**TASK INSTRUCTIONS:** Set down the records that follow exactly and completely.

**MATERIALS PROVIDED:**
== Segment start ==

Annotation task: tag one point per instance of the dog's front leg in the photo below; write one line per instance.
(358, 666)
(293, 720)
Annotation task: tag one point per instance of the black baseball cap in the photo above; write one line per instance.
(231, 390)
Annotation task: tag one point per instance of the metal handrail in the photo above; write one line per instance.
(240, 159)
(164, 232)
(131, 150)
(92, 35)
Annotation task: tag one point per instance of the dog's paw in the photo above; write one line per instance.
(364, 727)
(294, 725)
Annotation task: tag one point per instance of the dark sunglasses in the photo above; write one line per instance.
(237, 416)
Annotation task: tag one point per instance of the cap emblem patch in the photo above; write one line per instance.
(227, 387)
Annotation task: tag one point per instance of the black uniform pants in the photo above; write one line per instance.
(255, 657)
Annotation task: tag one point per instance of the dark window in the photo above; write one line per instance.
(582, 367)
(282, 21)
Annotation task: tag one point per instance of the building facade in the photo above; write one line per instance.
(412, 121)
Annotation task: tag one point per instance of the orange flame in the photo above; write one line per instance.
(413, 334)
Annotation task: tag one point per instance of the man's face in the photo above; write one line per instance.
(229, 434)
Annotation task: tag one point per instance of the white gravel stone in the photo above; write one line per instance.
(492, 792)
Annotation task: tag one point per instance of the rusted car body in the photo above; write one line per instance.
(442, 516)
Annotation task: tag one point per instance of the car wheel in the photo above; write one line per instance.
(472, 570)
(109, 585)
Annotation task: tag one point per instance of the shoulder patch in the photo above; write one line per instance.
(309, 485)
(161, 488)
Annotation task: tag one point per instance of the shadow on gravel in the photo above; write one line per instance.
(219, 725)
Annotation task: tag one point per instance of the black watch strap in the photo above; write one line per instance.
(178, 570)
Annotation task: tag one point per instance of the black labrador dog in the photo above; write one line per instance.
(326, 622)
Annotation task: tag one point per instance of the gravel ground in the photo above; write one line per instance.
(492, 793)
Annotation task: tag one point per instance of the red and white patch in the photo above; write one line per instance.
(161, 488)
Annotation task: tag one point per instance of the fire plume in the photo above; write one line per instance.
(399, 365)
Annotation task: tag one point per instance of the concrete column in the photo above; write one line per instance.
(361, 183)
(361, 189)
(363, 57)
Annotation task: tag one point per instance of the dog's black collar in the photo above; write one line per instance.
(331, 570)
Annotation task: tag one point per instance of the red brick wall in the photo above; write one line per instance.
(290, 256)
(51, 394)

== Segment end ==

**WRITTEN SOLUTION:**
Annotation task: tag one point per instance of the dog's front leg in the photo below; write one line per instance.
(358, 666)
(293, 720)
Annotation task: tag one point per instance of the black baseball cap in the photo above; write one line per instance.
(231, 390)
Annotation task: tag one point per instance of the metal handrail in the photo above; write one line per instance.
(240, 159)
(164, 232)
(131, 150)
(92, 35)
Annotation task: tag one point per instance of the dog's paw in the photo above; write one line per instance.
(364, 727)
(294, 725)
Annotation task: tag one point per instance of the dark sunglasses in the photo above; write one line per instance.
(237, 416)
Annotation task: tag one point per instance of the cap emblem patch in the photo above; write one line per instance.
(227, 387)
Annotation task: tag one point per instance of the black uniform pants in the photo above; write one line per instance.
(255, 657)
Annotation task: tag one point per instance of the dark window in the photo above; write one line per instance.
(582, 367)
(282, 21)
Annotation task: tag one point per instance of the building facade in the photo above; write one line per instance.
(412, 121)
Annotation task: tag one point per instance of the orange flame in the photo above; write one line per instance.
(413, 334)
Annotation task: tag one point per instance of the man's face in the photo above; write one line per instance.
(229, 434)
Annotation task: tag one point per instance of the white gravel stone in the photo above; write one line per instance.
(492, 792)
Annotation task: tag one point per instance of the rusted car body in the photo above; write one line per instance.
(442, 516)
Annotation task: tag one point per instance of the car wheel in the photo above; write one line per instance.
(472, 570)
(109, 585)
Annotation task: tag one point per instance of the shoulder patch in the photo above; write one line per instance.
(309, 485)
(161, 488)
Annotation task: tag one point per instance of the shadow on gravel in the photo above; write one line per instance.
(219, 725)
Annotation task: tag one point per instance of the black watch strap in the photo above; write one line per instance.
(178, 570)
Annotation task: tag one point per instance of the black labrador dog in the photo above; write one line per instance.
(326, 622)
Annotation task: tag one point per instance of the gravel ground in the photo above; write one line per instance.
(492, 793)
Annotation task: tag one point per instance of the red and white patch in the photo above; write one line per instance.
(161, 488)
Annotation task: tag one point per instance of the fire plume in the photo above; write one line per instance.
(399, 365)
Annotation task: tag one point per instance of the concrete column in the photo above; write one line per instance.
(361, 183)
(361, 189)
(363, 57)
Annotation task: tag one point per instance of the dog's black collar in the photo above; write one line per instance.
(331, 570)
Annotation task: tag one point per instance of the red brick wall in the photo above; write one line per instance.
(290, 256)
(51, 394)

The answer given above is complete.